THE PROBLEM> Each entry below must come back exactly as written, without its pictures.

AVAILABLE DATA>
↓

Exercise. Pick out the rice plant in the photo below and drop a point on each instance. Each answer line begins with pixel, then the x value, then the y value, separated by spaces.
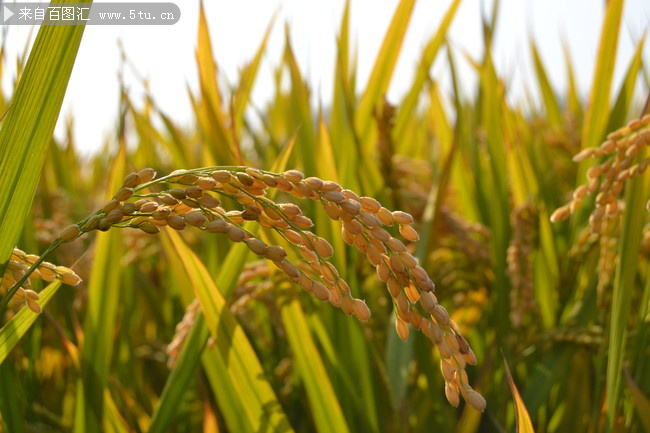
pixel 514 240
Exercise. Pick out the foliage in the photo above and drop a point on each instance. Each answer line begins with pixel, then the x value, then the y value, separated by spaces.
pixel 567 304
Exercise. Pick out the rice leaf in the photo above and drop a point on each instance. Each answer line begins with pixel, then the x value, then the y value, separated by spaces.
pixel 28 126
pixel 238 366
pixel 640 400
pixel 180 376
pixel 15 329
pixel 597 114
pixel 626 93
pixel 551 104
pixel 524 424
pixel 326 410
pixel 103 295
pixel 376 89
pixel 636 194
pixel 429 54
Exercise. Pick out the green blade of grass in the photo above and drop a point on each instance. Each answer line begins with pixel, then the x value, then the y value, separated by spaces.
pixel 640 400
pixel 326 410
pixel 247 80
pixel 524 424
pixel 636 194
pixel 177 381
pixel 13 330
pixel 103 295
pixel 29 124
pixel 180 377
pixel 597 113
pixel 625 95
pixel 553 114
pixel 209 109
pixel 409 104
pixel 238 366
pixel 376 89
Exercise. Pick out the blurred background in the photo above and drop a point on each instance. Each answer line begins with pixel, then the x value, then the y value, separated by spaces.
pixel 165 55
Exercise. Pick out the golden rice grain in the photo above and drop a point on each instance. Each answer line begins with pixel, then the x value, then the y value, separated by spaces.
pixel 235 233
pixel 402 329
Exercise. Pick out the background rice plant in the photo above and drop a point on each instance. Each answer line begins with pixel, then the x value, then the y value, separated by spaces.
pixel 481 176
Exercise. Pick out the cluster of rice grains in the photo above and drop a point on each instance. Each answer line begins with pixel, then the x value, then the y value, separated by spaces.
pixel 19 265
pixel 363 220
pixel 617 157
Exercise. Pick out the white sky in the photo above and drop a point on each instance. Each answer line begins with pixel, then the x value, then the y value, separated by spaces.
pixel 165 54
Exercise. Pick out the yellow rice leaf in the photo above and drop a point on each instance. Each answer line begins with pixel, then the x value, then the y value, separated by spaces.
pixel 234 353
pixel 524 424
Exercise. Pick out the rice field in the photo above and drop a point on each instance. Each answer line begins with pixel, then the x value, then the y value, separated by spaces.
pixel 452 261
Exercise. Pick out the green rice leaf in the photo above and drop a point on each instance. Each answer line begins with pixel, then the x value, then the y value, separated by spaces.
pixel 15 329
pixel 28 126
pixel 238 367
pixel 326 410
pixel 103 295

↑

ANSWER TO THIS EXERCISE>
Exercise. Pick out the rice plant in the photo below and drop a point on each instance. Each answer line begins with pixel, then the x value, then the y value, separated by spaces.
pixel 514 240
Exercise. Pick out the foliage in the photo above and drop a point on each instance. Each answer line begins with pixel, then the x value, then the y value, separated by spaces.
pixel 567 304
Exercise. Pick out the rice leaf in the photo above and drop a point on each instance. Each answer line begins with pixel, then the x value, then the y value, separated by spaces.
pixel 28 126
pixel 238 366
pixel 640 400
pixel 180 376
pixel 15 329
pixel 597 114
pixel 626 93
pixel 551 104
pixel 524 424
pixel 326 410
pixel 103 295
pixel 376 89
pixel 636 194
pixel 429 54
Exercise. Pick out the green blade of grass in the photo above and drop a point on each instance. Each answer line begins with pixel, then the x value, then the y value, separated by spaces.
pixel 640 400
pixel 326 410
pixel 247 80
pixel 524 424
pixel 636 194
pixel 177 381
pixel 13 330
pixel 103 295
pixel 29 124
pixel 180 377
pixel 597 113
pixel 625 95
pixel 553 114
pixel 209 109
pixel 409 104
pixel 238 366
pixel 376 89
Exercise. Pick out the blurred background in the photo above and drop a point on each instance. Each answer line begins with pixel, then the x value, then the y value, separated by spaces.
pixel 165 55
Exercise. Pick out the golden rice grain in the photo above and drop a point on each instance. Each answer line begins with pixel, then the x value, then the y value, separated by spaces.
pixel 235 233
pixel 402 329
Exercise. Pick out the background rice plant in the photo above and drop a point on each instance. Each answer line begins with pixel, then the x value, then the y value, separated by spaces.
pixel 481 176
Exercise. Pick out the cluster of rice grains in the photo above and drop a point on each instance. Each answer line begins with pixel, then the x value, then the y value, separated by spaces.
pixel 19 265
pixel 363 220
pixel 617 157
Exercise. Pick out the white sky in the photo above and drop a point on each instance. Each answer line begins with pixel, then the x value, then the y value, separated by spaces.
pixel 165 54
Exercise. Pick out the yellow rice leaf in the photo above and drop a point on each instance. Each answer line begins with pixel, then the x value, then the y value, separated by spaces.
pixel 234 353
pixel 524 424
Exercise. Pick out the rice field in the photo above and drop a point on each instance. Each answer line begins with pixel, then the x value, then the y value, separated by spaces.
pixel 452 261
Exercise. Pick out the green rice leaf in the photo above and drop a point on each instance. Each answer line begins with pixel, then the x value, then the y value, separated by spaces.
pixel 15 329
pixel 28 126
pixel 238 367
pixel 326 410
pixel 103 295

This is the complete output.